• VORLIEGENDER TEXT:

..............................

Trotz personeller Kontinuitäten beim politischen Führungspersonal markierte 1648 zwar in völkerrechtlicher Hinsicht nicht den Beginn eines „Westfälischen Zeitalters“ oder eines „Westfälischen Systems“, das Interpreten des 20. und beginnenden 21. Jahrhunderts in diesem Friedenswerk angelegt sehen wollten30, aber durchaus eine deutliche Zäsur in den deutsch-französischen Beziehungen: Seit einem Jahrhundert hatten der Kaiser und der französische König aufgrund des von 1552 an bestehenden völkerrechtlichen Kriegszustandes keine ordentlichen diplomatischen Beziehungen mehr zueinander unterhalten. Der Friedensvertrag bewirkte zwar keine dauerhafte Trennung der beiden Linien des Hauses Habsburg, zumal in Wien zwei Wochen nach Friedensschluss, am 8. November 1648, durch die Hochzeit zwischen Philipp IV. und der seinerzeit einzigen Kaisertochter Maria Anna ihre dynastischen Bande noch enger geknüpft wurden. Mazarin hatte jedoch erstmals einen Keil zwischen sie treiben können. 1659 gelang es den Franzosen dann im Pyrenäenfrieden, die französische Süd- und Ostgrenze auf Kosten des isolierten Spanien zu arrondieren31.

1648 wurde Frankreich neben Schweden darüber hinaus als Garantiemacht des Friedenswerkes von Münster und Osnabrück eingesetzt32. Die Durchsetzung der darin verbrieften reichsständischen Rechte war ein französisches Kriegsziel gewesen, doch die französische Diplomatie in Münster hatte das Feld der Verhandlungen über die gravamina politica et ecclesiastica weitgehend dem Kaiser, den Ständen selbst und Schweden überlassen. Frankreich legte seinen Garantiemachtstatus nach 1648 aber bis ins 18. Jahrhundert sehr extensiv als Wächteramt über die gesamte Reichsverfassung aus. Mit der Friedensgarantie erhielt die französische Politik ein Instrument an die Hand, mit dem sie Interventionen in die deutschen Verhältnisse legitimieren konnte, auch wenn dabei offenkundig genuin französische Interessen im Vordergrund standen. Diese Anwendung des Garantierechts diskreditierte es im Reich zunehmend. 1648 war für die Zeitgenossen jedoch noch nicht genau abzusehen, welche Möglichkeiten das Garantierecht bot33.

..............................

• ANGEZEIGTES MATERIAL:
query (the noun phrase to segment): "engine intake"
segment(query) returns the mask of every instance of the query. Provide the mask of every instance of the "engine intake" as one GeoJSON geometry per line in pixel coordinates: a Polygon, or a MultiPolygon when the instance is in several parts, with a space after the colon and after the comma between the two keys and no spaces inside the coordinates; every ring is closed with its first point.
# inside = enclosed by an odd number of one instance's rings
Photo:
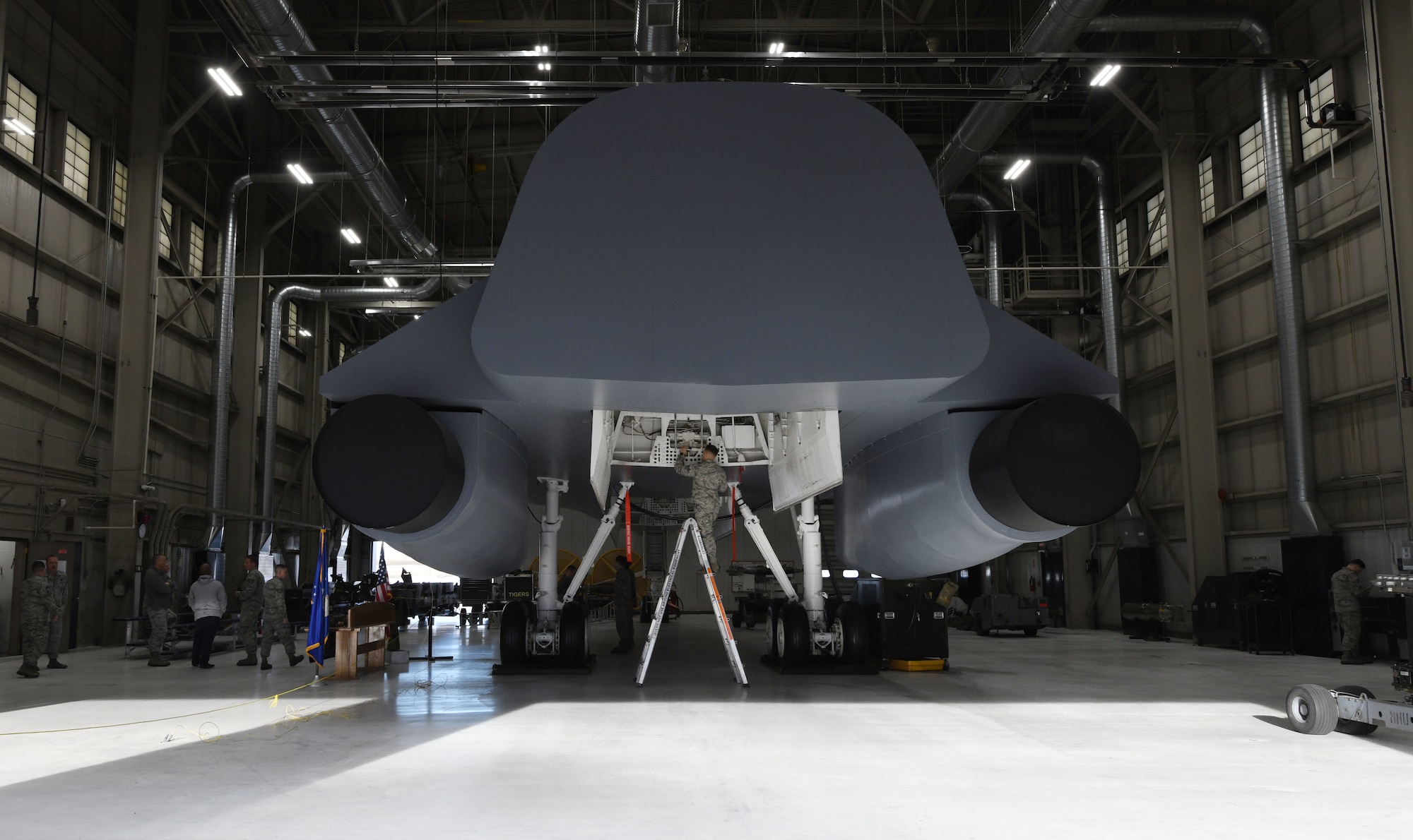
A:
{"type": "Polygon", "coordinates": [[[333,412],[314,445],[314,483],[349,522],[411,534],[439,522],[466,481],[461,446],[406,397],[362,397],[333,412]]]}
{"type": "Polygon", "coordinates": [[[1139,440],[1123,415],[1085,394],[1057,394],[993,419],[971,452],[976,500],[1000,522],[1048,531],[1102,522],[1139,481],[1139,440]]]}

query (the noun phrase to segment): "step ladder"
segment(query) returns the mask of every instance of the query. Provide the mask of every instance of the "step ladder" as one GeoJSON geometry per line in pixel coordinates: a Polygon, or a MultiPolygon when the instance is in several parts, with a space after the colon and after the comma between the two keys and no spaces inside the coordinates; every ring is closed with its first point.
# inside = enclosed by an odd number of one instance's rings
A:
{"type": "Polygon", "coordinates": [[[702,532],[697,527],[697,520],[688,518],[682,522],[682,529],[677,532],[677,548],[673,551],[673,560],[667,566],[667,577],[663,580],[663,594],[657,599],[657,608],[653,611],[653,625],[647,631],[647,644],[643,645],[643,659],[637,664],[634,682],[642,686],[647,678],[647,665],[653,659],[653,647],[657,645],[657,634],[667,620],[667,601],[673,594],[673,580],[677,577],[677,563],[682,559],[682,546],[687,544],[688,531],[692,535],[692,545],[697,546],[697,558],[702,563],[702,575],[706,576],[706,590],[711,593],[711,608],[716,614],[716,630],[721,631],[721,644],[726,648],[726,661],[736,676],[736,682],[746,688],[746,666],[740,664],[740,652],[736,649],[736,638],[731,632],[731,620],[726,618],[726,608],[721,604],[721,593],[716,590],[716,576],[712,575],[711,563],[706,562],[706,546],[702,545],[702,532]]]}

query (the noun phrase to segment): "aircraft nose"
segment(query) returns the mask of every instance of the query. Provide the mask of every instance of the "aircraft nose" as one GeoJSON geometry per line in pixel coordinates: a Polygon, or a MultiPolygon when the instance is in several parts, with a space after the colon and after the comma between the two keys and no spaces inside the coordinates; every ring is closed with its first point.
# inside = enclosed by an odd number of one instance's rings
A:
{"type": "Polygon", "coordinates": [[[971,453],[982,507],[1022,531],[1102,522],[1133,496],[1139,442],[1118,411],[1085,394],[1034,400],[993,419],[971,453]]]}
{"type": "Polygon", "coordinates": [[[314,481],[331,508],[365,528],[413,532],[461,497],[456,439],[421,405],[376,394],[339,408],[314,445],[314,481]]]}

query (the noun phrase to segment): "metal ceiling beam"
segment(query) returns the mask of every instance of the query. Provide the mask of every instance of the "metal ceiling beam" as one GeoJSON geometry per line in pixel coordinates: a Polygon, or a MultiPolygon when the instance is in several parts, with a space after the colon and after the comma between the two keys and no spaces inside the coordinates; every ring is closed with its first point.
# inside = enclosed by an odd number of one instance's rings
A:
{"type": "MultiPolygon", "coordinates": [[[[885,85],[791,82],[804,88],[844,90],[868,102],[1043,102],[1047,90],[1012,90],[989,85],[885,85]]],[[[514,107],[579,106],[606,93],[632,88],[632,82],[403,82],[390,85],[260,85],[276,107],[415,109],[415,107],[514,107]]]]}
{"type": "MultiPolygon", "coordinates": [[[[632,6],[625,6],[632,10],[632,6]]],[[[1009,31],[1016,23],[1003,17],[982,17],[965,21],[940,21],[933,24],[903,24],[899,28],[927,28],[930,32],[986,32],[1009,31]]],[[[868,28],[865,21],[853,17],[774,17],[774,18],[721,18],[697,20],[687,28],[690,34],[842,34],[868,28]]],[[[206,34],[219,32],[216,24],[205,21],[178,23],[168,31],[206,34]]],[[[396,21],[321,23],[309,27],[314,37],[328,35],[632,35],[633,18],[613,20],[454,20],[444,24],[398,24],[396,21]]]]}
{"type": "Polygon", "coordinates": [[[1153,52],[537,52],[485,49],[458,52],[300,51],[253,56],[263,66],[749,66],[749,68],[1282,68],[1304,59],[1279,55],[1201,55],[1153,52]]]}

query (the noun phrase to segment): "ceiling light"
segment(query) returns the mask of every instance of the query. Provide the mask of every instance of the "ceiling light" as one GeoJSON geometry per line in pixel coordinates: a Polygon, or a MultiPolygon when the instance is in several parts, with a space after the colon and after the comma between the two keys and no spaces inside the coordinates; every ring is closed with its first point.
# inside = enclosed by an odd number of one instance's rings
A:
{"type": "Polygon", "coordinates": [[[1005,178],[1006,181],[1015,181],[1016,178],[1020,178],[1020,174],[1024,172],[1029,167],[1030,167],[1030,158],[1020,158],[1019,161],[1012,164],[1009,169],[1006,169],[1006,174],[1002,175],[1002,178],[1005,178]]]}
{"type": "Polygon", "coordinates": [[[1094,73],[1094,76],[1089,78],[1089,86],[1091,88],[1104,88],[1105,85],[1108,85],[1109,82],[1112,82],[1113,76],[1118,76],[1119,71],[1122,71],[1122,69],[1123,68],[1121,65],[1116,65],[1116,64],[1106,64],[1106,65],[1104,65],[1102,68],[1098,69],[1098,72],[1094,73]]]}
{"type": "Polygon", "coordinates": [[[300,184],[314,184],[314,178],[309,178],[309,174],[305,172],[304,167],[300,164],[285,164],[284,168],[290,169],[290,174],[294,175],[294,179],[300,184]]]}
{"type": "Polygon", "coordinates": [[[13,117],[4,119],[6,128],[10,128],[13,134],[24,134],[25,137],[34,137],[34,128],[25,126],[23,120],[16,120],[13,117]]]}
{"type": "Polygon", "coordinates": [[[226,96],[244,96],[240,88],[236,86],[236,80],[230,78],[230,73],[225,68],[206,68],[206,75],[209,75],[216,82],[216,88],[226,96]]]}

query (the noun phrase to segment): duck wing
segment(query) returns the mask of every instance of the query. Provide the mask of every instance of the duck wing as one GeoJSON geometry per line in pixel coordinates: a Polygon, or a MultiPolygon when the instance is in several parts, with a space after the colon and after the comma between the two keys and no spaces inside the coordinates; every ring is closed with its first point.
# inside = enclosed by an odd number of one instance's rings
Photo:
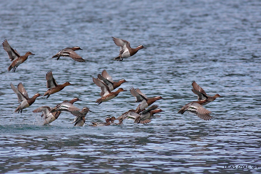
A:
{"type": "Polygon", "coordinates": [[[48,88],[52,88],[58,85],[55,80],[53,78],[52,71],[48,72],[46,74],[45,79],[47,81],[46,83],[46,86],[48,88]]]}
{"type": "Polygon", "coordinates": [[[13,61],[20,57],[20,55],[16,50],[13,49],[9,45],[7,39],[5,39],[2,44],[3,49],[7,53],[7,55],[11,61],[13,61]]]}
{"type": "Polygon", "coordinates": [[[209,114],[211,112],[204,108],[200,104],[194,103],[188,106],[186,110],[205,120],[211,119],[212,117],[209,114]]]}
{"type": "Polygon", "coordinates": [[[148,99],[147,96],[141,92],[138,88],[135,89],[132,87],[129,89],[129,91],[132,96],[136,98],[136,102],[141,102],[143,100],[146,101],[148,99]]]}
{"type": "Polygon", "coordinates": [[[128,48],[130,48],[130,43],[126,40],[112,37],[114,43],[117,46],[120,47],[120,55],[121,55],[124,52],[129,51],[128,48]]]}
{"type": "Polygon", "coordinates": [[[95,85],[101,88],[101,91],[100,93],[100,95],[102,97],[106,96],[111,93],[111,92],[110,90],[109,87],[101,81],[100,80],[98,79],[93,78],[92,81],[95,85]]]}
{"type": "Polygon", "coordinates": [[[62,50],[61,50],[58,53],[60,56],[71,57],[75,61],[79,62],[84,62],[86,60],[83,59],[77,53],[69,48],[66,48],[62,50]]]}
{"type": "Polygon", "coordinates": [[[21,92],[20,92],[17,89],[15,88],[15,86],[14,86],[14,85],[13,85],[12,83],[10,83],[10,86],[11,86],[11,88],[12,88],[12,89],[13,89],[13,91],[14,92],[15,92],[15,93],[16,94],[16,95],[17,95],[17,98],[18,99],[18,102],[19,103],[20,103],[23,100],[27,99],[24,97],[25,96],[22,94],[21,92]]]}
{"type": "Polygon", "coordinates": [[[22,84],[22,82],[20,82],[18,84],[18,85],[17,85],[17,89],[18,91],[24,96],[24,97],[27,99],[29,99],[28,94],[25,90],[24,87],[24,85],[22,84]]]}

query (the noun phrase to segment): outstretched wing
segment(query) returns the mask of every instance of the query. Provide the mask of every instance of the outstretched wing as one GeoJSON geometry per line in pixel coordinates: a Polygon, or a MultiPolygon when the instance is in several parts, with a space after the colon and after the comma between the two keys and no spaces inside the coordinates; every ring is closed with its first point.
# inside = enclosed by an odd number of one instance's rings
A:
{"type": "Polygon", "coordinates": [[[100,93],[100,95],[102,97],[106,96],[111,93],[109,87],[99,79],[92,78],[92,81],[95,85],[101,87],[101,91],[100,93]]]}
{"type": "Polygon", "coordinates": [[[46,74],[45,78],[47,81],[46,83],[46,86],[48,88],[52,88],[58,85],[52,76],[52,71],[47,73],[46,74]]]}
{"type": "Polygon", "coordinates": [[[20,55],[16,50],[14,50],[11,47],[6,39],[4,40],[2,44],[3,49],[7,53],[7,55],[11,61],[13,61],[20,57],[20,55]]]}
{"type": "Polygon", "coordinates": [[[23,100],[26,100],[27,99],[24,97],[21,93],[19,92],[18,90],[15,88],[14,85],[12,83],[10,83],[10,86],[11,86],[11,88],[13,90],[13,91],[17,95],[17,98],[18,99],[18,102],[20,103],[22,102],[23,100]]]}
{"type": "Polygon", "coordinates": [[[22,82],[20,82],[18,84],[18,85],[17,85],[17,89],[18,89],[18,91],[22,95],[24,95],[24,96],[25,97],[25,98],[27,99],[29,99],[29,97],[28,96],[28,94],[27,94],[27,92],[25,90],[24,87],[24,85],[22,84],[22,82]]]}
{"type": "Polygon", "coordinates": [[[123,53],[129,51],[128,48],[130,47],[129,42],[113,37],[111,37],[116,45],[120,48],[120,55],[121,55],[123,53]]]}

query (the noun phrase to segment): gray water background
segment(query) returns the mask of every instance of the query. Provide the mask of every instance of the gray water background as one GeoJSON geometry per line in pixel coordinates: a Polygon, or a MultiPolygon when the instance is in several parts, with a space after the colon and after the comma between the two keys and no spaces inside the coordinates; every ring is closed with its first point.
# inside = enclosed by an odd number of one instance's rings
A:
{"type": "Polygon", "coordinates": [[[261,173],[260,9],[254,0],[1,1],[1,40],[36,55],[8,72],[0,49],[0,173],[261,173]],[[115,61],[111,36],[148,48],[115,61]],[[51,58],[75,46],[87,62],[51,58]],[[92,78],[104,69],[129,82],[121,86],[128,91],[98,106],[92,78]],[[19,103],[10,83],[22,82],[30,97],[42,95],[51,70],[59,84],[74,85],[14,113],[19,103]],[[197,99],[193,80],[224,96],[204,106],[212,120],[177,113],[197,99]],[[135,108],[132,86],[165,98],[155,103],[166,112],[146,125],[88,126],[135,108]],[[93,111],[85,126],[73,127],[66,113],[41,126],[32,112],[76,97],[83,101],[76,106],[93,111]]]}

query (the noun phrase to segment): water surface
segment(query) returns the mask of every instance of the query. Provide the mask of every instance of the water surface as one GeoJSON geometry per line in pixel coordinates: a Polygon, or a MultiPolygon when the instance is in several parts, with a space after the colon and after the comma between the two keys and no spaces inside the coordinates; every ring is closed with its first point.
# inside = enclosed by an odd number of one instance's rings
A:
{"type": "Polygon", "coordinates": [[[260,9],[253,0],[1,1],[1,40],[36,55],[8,72],[0,49],[0,173],[261,173],[260,9]],[[148,48],[115,61],[119,48],[111,36],[148,48]],[[75,46],[87,62],[51,58],[75,46]],[[104,69],[129,82],[125,89],[165,98],[155,104],[166,112],[146,125],[88,126],[138,105],[129,92],[94,103],[99,89],[92,79],[104,69]],[[51,70],[58,84],[74,85],[14,113],[19,103],[9,83],[22,82],[30,97],[43,94],[51,70]],[[211,120],[176,113],[197,99],[193,80],[209,95],[225,96],[204,106],[211,120]],[[93,111],[85,126],[74,127],[66,113],[42,126],[32,112],[76,97],[83,101],[76,106],[93,111]]]}

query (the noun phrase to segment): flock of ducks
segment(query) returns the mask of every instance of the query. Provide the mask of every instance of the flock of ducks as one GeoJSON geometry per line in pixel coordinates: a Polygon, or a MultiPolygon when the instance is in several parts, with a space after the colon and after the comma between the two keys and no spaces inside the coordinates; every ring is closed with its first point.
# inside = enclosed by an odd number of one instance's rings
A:
{"type": "MultiPolygon", "coordinates": [[[[136,54],[140,50],[146,48],[142,45],[139,45],[135,48],[130,47],[130,43],[125,40],[112,37],[115,44],[120,47],[120,54],[119,56],[114,58],[114,59],[121,61],[124,59],[132,56],[136,54]]],[[[20,56],[15,49],[13,49],[6,39],[3,42],[3,46],[6,52],[9,59],[13,61],[8,68],[8,71],[13,69],[13,71],[15,73],[17,67],[26,60],[29,56],[35,55],[31,52],[27,52],[24,56],[20,56]]],[[[69,57],[74,60],[80,62],[84,62],[86,60],[83,59],[75,52],[78,50],[83,50],[80,47],[77,46],[72,48],[67,48],[59,51],[53,56],[52,58],[57,58],[58,60],[60,57],[69,57]]],[[[63,84],[58,85],[53,77],[52,71],[48,72],[45,76],[47,80],[46,87],[48,89],[43,95],[36,93],[31,98],[28,96],[27,92],[22,82],[18,83],[17,88],[12,83],[10,83],[11,88],[17,95],[18,101],[21,103],[15,111],[15,113],[20,112],[23,109],[31,105],[36,98],[41,96],[47,96],[48,99],[50,95],[57,92],[62,90],[65,87],[73,85],[67,82],[63,84]]],[[[113,90],[119,87],[122,83],[128,82],[123,79],[118,81],[114,81],[105,69],[101,74],[98,74],[97,78],[93,78],[92,81],[94,83],[100,88],[100,95],[101,97],[97,99],[95,103],[99,105],[102,103],[111,100],[117,96],[121,92],[127,91],[121,88],[115,92],[113,90]]],[[[207,95],[204,90],[195,82],[192,82],[192,92],[198,96],[198,101],[193,101],[183,106],[178,112],[178,113],[183,114],[187,111],[196,115],[201,119],[207,120],[211,119],[212,117],[209,115],[211,112],[204,108],[202,106],[213,101],[217,98],[222,97],[218,94],[213,96],[207,95]]],[[[129,89],[131,94],[136,99],[136,102],[139,104],[135,109],[131,109],[123,113],[121,116],[116,118],[114,117],[108,117],[105,119],[105,122],[91,122],[91,126],[101,126],[111,125],[120,125],[122,124],[123,120],[131,119],[134,120],[135,123],[148,123],[151,121],[150,118],[155,114],[164,112],[161,109],[158,108],[158,106],[153,105],[148,108],[146,108],[150,106],[155,101],[161,99],[164,99],[160,96],[152,98],[148,97],[143,93],[139,88],[136,89],[131,87],[129,89]],[[117,122],[115,122],[117,120],[117,122]],[[118,123],[116,123],[116,122],[118,123]]],[[[81,110],[74,106],[73,104],[75,102],[82,101],[78,98],[75,98],[71,101],[64,101],[62,102],[57,105],[54,108],[48,106],[40,107],[34,110],[34,113],[42,113],[41,118],[43,122],[43,124],[48,124],[57,119],[62,111],[70,113],[75,116],[73,122],[75,126],[82,126],[85,122],[85,116],[89,112],[91,112],[87,107],[84,107],[81,110]]]]}

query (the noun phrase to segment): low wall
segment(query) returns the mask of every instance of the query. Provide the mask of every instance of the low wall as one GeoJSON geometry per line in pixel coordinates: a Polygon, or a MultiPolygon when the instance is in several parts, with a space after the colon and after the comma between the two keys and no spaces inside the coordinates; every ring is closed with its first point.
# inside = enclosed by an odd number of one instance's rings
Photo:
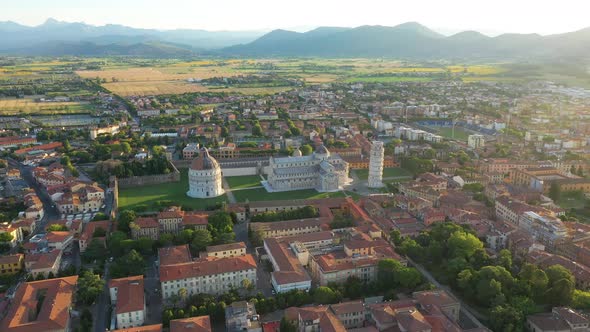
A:
{"type": "Polygon", "coordinates": [[[129,178],[117,179],[119,182],[119,188],[133,188],[150,184],[179,182],[180,172],[173,163],[170,163],[170,165],[172,165],[173,171],[168,174],[132,176],[129,178]]]}

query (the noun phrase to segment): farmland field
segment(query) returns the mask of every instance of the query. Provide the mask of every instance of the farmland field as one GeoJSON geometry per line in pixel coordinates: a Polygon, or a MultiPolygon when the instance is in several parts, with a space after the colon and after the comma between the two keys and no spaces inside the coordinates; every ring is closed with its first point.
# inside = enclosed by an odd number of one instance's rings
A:
{"type": "Polygon", "coordinates": [[[36,102],[30,98],[0,99],[0,115],[31,114],[75,114],[89,113],[92,107],[80,102],[36,102]]]}

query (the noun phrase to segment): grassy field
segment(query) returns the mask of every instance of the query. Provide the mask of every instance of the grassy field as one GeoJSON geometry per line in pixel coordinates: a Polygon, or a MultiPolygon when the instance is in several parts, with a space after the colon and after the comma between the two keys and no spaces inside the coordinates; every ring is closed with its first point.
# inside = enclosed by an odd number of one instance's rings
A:
{"type": "Polygon", "coordinates": [[[202,199],[188,197],[186,195],[188,191],[188,173],[186,169],[181,169],[180,172],[180,182],[177,183],[163,183],[119,190],[119,208],[125,210],[139,205],[147,205],[149,211],[155,211],[157,210],[157,201],[170,200],[174,204],[190,206],[195,210],[204,210],[208,206],[227,201],[225,195],[202,199]]]}
{"type": "Polygon", "coordinates": [[[80,102],[36,102],[30,98],[0,99],[1,115],[31,114],[74,114],[89,113],[92,107],[80,102]]]}
{"type": "MultiPolygon", "coordinates": [[[[434,129],[437,132],[437,134],[439,134],[443,137],[453,138],[453,128],[451,128],[451,127],[430,127],[430,128],[434,129]]],[[[465,141],[466,142],[469,135],[472,135],[472,133],[470,133],[460,127],[455,127],[454,139],[456,139],[458,141],[465,141]]]]}
{"type": "MultiPolygon", "coordinates": [[[[366,180],[369,178],[369,170],[368,169],[356,169],[353,170],[356,173],[356,176],[360,180],[366,180]]],[[[384,168],[383,169],[383,177],[384,178],[392,178],[392,177],[400,177],[405,176],[408,178],[412,177],[412,173],[406,171],[403,168],[399,167],[391,167],[391,168],[384,168]]]]}
{"type": "Polygon", "coordinates": [[[238,75],[277,75],[295,78],[310,84],[329,82],[426,82],[451,75],[484,79],[506,72],[501,65],[437,65],[383,59],[202,59],[180,60],[124,60],[107,61],[102,70],[76,71],[84,78],[101,78],[103,86],[122,96],[157,95],[185,92],[238,92],[244,94],[269,94],[291,89],[239,88],[211,89],[187,79],[232,77],[238,75]]]}
{"type": "Polygon", "coordinates": [[[258,175],[228,176],[225,180],[231,189],[260,187],[262,185],[258,175]]]}
{"type": "MultiPolygon", "coordinates": [[[[238,203],[254,201],[280,201],[280,200],[292,200],[292,199],[312,199],[312,198],[327,198],[327,197],[344,197],[344,193],[341,191],[334,193],[319,193],[314,189],[296,190],[296,191],[284,191],[269,193],[264,188],[239,190],[233,192],[234,197],[238,203]]],[[[351,196],[356,197],[358,195],[351,196]]]]}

..............................

• AUFGABEN:
1: Wann und wo heirateten laut dem Text zum Westfälischen Frieden Philipp IV. und die Kaisertochter Maria Anna?
2: Schreib den Text zum Westfälischen Frieden weiter und beginne direkt nach seinem letzten Satz.

• LÖSUNGEN:
1: Am 8. November 1648 in Wien.

2:
Seit dem Tode Mazarins 1661 betrachtete der Sonnenkönig die Außenpolitik als seine persönliche Domäne und als zentrales königliches Amtsgeschäft. Anders als die im Verlaufe seiner 54-jährigen Regierungszeit wechselnden politischen Konstellationen, Ziele und Minister, von denen nur wenige eine für die auswärtigen Beziehungen herausragende Rolle einnahmen, wie der Kriegsminister Louvois, war dieses königliche Reservat die eigentliche außenpolitische Grundkonstante zwischen 1661 und 1715. Seine Außenpolitik ließ durchaus nicht jede Kontinuität zur Politik Richelieus und seines Erziehers, des außenpolitischen Pragmatikers Mazarin, vermissen. Jedoch setzte der Sonnenkönig zweifellos eigene Akzente, die seiner Herrschaft trotz einer im Wesentlichen unveränderten politischen Grundkonstellation auch außenpolitisch ein unverwechselbares Gepräge gaben34. Charakterisiert wurden diese außenpolitischen Rahmenbedingungen durch den bourbonisch-habsburgischen Gegensatz, der seit der Erwerbung eines Großteils des burgundischen Erbes und der spanischen Königswürde durch die Habsburger den beherrschenden Faktor in der europäischen Politik bildete, sowie durch die drohende Personalunion zwischen dem spanischen Königs- und dem Kaiserthron, die bis zu den Friedensschlüssen von Utrecht, Rastatt und Baden nicht ausgeschlossen war. Die Außenpolitik genoss gegenüber ökonomischen und sozialen Erwägungen Priorität35. Die merkantilistische Wirtschafts- und Handelspolitik Colbert’scher Prägung hatte dafür die finanziellen Mittel bereitzustellen36. Die jüngere Forschung hat dennoch zu Recht betont, dass Ludwig XIV. die finanziellen, wirtschaftlichen und sozialen Rahmenbedingungen seit dem Ende des Pfälzischen Krieges zunehmend in den außenpolitischen Erwägungen berücksichtigte und dass sie entscheidend zu seiner zunehmenden Friedensbereitschaft beitrugen37.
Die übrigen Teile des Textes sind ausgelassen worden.